#### Aufgabe 1:
Welchen Titel trägt laut der Buchbesprechung die Klimadeklaration von Clintel?
#### Aufgabe 2:
Geben Sie den Inhalt der Buchbesprechung in zwei Sätzen wieder.

#### Seitentext:

Marcel Crok und Andy May (Hrsg.): The Frozen Climate Views of the IPCC. An Analysis of AR6. Clintel.org., 182 S., ab Fr. 30.–
Der Uno-Weltklimarat, Intergovernmental Panel on Climate Change (IPCC), verkörpert in der Klimadebatte meist «die Wissenschaft». Was in den Berichten des IPCC steht, gilt für einen Grossteil der Bevölkerung, der Politiker und erst recht für Klimaaktivisten als gesicherte Tatsachen, ja als Wahrheit. Wie kommen diese Berichte zustande, was steht drin, wie ist der Tonfall, welche Informationen werden weggelassen, welche Wissenschaftler berücksichtigt, welche nicht?
Kürzlich wurde die Publikation der sechsten Serie der IPCC-Klimaberichte abgeschlossen. Die niederländische Stiftung Clintel hat diese Berichte kritisch unter die Lupe genommen – dies in Zusammenarbeit von Wissenschaftlern, die grossenteils auch hinter der Clintel-Klimadeklaration stehen, deren Titel lautet: «There is no climate emergency.»
Das Buch ist eine Sammlung von kritischen Einschätzungen der IPCC-Arbeiten und Arbeitsweisen, die von Laien sicher nicht in aller Tiefe erfasst werden können, die aber doch klar darauf hindeuten, dass «die Wissenschaft» nicht jene allwissende, unangreifbare, gepanzerte Autorität sein kann, wie sie in Klimadebatten und Politik oft verwendet wird. Die Autoren bringen zahlreiche Vorgänge in der Natur zur Sprache, die durch die IPCC-Modelle nicht erklärbar sind, und sie bieten den Lesern eine Fülle von Literaturhinweisen, die zum Knacken des IPCC-Regimes dienen können.

#### Verfügbare Daten:
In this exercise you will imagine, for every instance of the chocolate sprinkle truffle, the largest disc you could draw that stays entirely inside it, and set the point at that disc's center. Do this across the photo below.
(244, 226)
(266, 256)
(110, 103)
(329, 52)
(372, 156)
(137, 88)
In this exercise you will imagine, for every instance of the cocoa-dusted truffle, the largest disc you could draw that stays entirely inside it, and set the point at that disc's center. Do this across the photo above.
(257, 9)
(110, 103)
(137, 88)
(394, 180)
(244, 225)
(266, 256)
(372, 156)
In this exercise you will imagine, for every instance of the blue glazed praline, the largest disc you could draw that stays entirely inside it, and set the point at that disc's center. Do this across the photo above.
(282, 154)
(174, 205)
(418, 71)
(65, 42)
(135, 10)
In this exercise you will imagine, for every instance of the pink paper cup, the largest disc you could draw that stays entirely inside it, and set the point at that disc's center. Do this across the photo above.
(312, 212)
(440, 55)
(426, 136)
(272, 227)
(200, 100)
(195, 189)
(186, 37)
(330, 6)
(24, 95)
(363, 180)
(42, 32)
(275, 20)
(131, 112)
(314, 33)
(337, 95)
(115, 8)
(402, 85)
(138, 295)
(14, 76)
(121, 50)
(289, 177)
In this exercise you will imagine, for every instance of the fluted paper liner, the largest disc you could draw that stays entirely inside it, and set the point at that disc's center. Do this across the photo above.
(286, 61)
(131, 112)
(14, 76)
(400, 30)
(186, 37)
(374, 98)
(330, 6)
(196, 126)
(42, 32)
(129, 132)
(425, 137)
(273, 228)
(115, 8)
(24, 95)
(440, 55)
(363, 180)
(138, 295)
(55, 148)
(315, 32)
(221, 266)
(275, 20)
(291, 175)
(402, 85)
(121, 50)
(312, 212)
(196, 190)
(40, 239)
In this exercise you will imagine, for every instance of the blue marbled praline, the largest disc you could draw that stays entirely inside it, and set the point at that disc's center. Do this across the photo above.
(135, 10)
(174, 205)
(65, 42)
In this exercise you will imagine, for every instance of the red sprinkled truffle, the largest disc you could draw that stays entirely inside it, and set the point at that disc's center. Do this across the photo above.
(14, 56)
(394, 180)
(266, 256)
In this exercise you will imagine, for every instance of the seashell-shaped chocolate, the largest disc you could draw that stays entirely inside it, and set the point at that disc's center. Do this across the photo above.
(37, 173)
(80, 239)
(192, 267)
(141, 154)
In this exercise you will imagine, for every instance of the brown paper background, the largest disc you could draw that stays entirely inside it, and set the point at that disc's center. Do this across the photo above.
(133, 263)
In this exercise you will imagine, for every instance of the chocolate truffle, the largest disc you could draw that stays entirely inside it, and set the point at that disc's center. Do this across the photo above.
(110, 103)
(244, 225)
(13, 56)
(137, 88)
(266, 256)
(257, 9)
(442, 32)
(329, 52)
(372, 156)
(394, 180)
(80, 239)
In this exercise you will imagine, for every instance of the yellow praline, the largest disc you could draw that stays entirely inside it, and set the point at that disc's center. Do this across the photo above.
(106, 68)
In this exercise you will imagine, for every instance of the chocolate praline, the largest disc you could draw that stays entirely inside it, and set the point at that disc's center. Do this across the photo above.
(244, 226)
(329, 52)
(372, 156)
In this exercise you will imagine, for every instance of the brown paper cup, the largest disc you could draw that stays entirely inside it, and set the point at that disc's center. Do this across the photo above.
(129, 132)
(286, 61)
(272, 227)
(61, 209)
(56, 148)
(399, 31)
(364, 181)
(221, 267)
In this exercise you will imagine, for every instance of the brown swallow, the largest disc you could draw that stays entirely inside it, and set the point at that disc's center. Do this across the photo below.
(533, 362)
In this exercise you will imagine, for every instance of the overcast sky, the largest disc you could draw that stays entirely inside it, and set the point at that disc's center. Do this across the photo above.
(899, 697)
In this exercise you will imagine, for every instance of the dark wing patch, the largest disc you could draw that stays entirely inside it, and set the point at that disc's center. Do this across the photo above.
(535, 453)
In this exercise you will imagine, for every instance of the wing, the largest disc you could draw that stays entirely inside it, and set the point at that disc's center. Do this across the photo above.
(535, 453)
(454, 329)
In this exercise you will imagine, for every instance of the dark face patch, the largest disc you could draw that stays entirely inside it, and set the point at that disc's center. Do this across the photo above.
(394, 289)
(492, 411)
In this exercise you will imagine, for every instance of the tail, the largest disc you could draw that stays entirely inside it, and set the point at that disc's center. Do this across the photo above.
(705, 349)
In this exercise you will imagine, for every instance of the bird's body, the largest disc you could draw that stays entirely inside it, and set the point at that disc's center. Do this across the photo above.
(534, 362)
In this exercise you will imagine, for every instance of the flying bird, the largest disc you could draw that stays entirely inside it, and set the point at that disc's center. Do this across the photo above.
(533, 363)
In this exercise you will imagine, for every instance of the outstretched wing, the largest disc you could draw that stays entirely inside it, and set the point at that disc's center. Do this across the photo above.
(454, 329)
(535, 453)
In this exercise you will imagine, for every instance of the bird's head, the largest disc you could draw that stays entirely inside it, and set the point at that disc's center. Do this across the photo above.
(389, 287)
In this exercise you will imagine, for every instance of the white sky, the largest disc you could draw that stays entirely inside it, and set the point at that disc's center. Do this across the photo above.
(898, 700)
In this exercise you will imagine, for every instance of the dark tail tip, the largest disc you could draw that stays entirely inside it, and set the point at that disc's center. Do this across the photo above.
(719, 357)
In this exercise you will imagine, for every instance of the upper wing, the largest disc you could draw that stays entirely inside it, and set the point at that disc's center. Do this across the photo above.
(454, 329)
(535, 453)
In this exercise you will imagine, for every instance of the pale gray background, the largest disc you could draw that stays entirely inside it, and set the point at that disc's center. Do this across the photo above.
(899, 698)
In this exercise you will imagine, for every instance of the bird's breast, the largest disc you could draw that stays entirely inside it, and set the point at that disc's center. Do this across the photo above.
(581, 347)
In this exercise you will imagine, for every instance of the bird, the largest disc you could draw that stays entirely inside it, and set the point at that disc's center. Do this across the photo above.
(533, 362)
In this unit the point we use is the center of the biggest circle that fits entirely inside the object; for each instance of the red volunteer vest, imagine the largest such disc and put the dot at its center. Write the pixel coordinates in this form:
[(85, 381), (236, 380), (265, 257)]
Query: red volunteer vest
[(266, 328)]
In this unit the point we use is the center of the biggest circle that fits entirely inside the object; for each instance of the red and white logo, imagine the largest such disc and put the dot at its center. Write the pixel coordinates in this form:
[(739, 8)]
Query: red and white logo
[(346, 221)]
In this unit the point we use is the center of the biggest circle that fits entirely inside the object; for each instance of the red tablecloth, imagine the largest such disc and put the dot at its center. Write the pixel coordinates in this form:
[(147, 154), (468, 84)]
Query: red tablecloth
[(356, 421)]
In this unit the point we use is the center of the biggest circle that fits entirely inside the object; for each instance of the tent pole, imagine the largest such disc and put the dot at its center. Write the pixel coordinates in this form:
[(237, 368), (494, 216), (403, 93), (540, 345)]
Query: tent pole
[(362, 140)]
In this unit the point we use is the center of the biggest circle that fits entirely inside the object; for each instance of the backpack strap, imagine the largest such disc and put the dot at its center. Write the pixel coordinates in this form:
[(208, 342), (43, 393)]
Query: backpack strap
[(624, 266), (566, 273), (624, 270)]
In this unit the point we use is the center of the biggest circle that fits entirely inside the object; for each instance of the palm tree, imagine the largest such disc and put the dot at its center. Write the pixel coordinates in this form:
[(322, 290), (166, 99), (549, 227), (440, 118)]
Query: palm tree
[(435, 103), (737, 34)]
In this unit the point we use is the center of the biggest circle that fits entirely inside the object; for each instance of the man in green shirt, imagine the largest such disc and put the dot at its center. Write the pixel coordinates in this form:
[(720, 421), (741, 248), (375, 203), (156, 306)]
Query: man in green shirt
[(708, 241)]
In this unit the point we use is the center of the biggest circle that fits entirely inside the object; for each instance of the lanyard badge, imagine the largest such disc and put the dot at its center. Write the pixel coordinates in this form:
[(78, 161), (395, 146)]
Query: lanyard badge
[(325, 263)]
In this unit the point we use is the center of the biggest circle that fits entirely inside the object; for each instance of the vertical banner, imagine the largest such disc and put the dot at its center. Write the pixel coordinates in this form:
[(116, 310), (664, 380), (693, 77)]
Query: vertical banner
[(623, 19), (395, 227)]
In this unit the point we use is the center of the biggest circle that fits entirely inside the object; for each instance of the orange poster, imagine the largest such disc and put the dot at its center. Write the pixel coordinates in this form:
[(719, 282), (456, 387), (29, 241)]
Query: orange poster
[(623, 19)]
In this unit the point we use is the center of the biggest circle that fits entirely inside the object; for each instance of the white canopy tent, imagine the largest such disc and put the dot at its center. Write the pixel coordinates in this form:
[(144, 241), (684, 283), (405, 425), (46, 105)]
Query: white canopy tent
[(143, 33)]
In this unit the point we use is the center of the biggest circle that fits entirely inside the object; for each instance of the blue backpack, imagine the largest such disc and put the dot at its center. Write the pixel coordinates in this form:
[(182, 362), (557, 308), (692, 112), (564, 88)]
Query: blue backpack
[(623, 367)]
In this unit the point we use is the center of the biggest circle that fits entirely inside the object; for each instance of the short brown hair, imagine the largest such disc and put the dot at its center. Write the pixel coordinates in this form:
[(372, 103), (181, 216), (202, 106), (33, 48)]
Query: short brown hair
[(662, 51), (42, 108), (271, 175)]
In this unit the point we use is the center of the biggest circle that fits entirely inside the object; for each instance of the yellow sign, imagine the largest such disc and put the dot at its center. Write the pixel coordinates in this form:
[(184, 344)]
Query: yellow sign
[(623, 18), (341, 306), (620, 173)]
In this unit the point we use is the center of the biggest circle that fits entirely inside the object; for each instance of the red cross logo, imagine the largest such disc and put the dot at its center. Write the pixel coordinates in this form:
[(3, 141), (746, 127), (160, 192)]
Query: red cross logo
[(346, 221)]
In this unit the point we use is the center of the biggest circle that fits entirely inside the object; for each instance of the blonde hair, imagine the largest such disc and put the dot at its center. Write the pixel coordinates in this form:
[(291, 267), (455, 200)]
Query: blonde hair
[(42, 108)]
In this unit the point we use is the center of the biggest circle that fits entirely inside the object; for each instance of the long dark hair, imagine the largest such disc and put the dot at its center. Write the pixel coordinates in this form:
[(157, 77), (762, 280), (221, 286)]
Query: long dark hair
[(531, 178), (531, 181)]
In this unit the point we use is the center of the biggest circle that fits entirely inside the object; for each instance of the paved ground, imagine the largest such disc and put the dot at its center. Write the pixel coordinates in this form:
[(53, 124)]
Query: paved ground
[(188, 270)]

#### Musterlösung 1:
«There is no climate emergency.»

#### Musterlösung 2:
Die niederländische Stiftung Clintel hat gemeinsam mit Wissenschaftlern die abgeschlossene sechste Serie der IPCC-Klimaberichte kritisch untersucht, und das von Marcel Crok und Andy May herausgegebene Buch versammelt kritische Einschätzungen der IPCC-Arbeiten und Arbeitsweisen. Die Autoren nennen zahlreiche Naturvorgänge, die durch die IPCC-Modelle nicht erklärbar sind, und das Buch deutet darauf hin, dass «die Wissenschaft» keine allwissende, unangreifbare Autorität sein kann.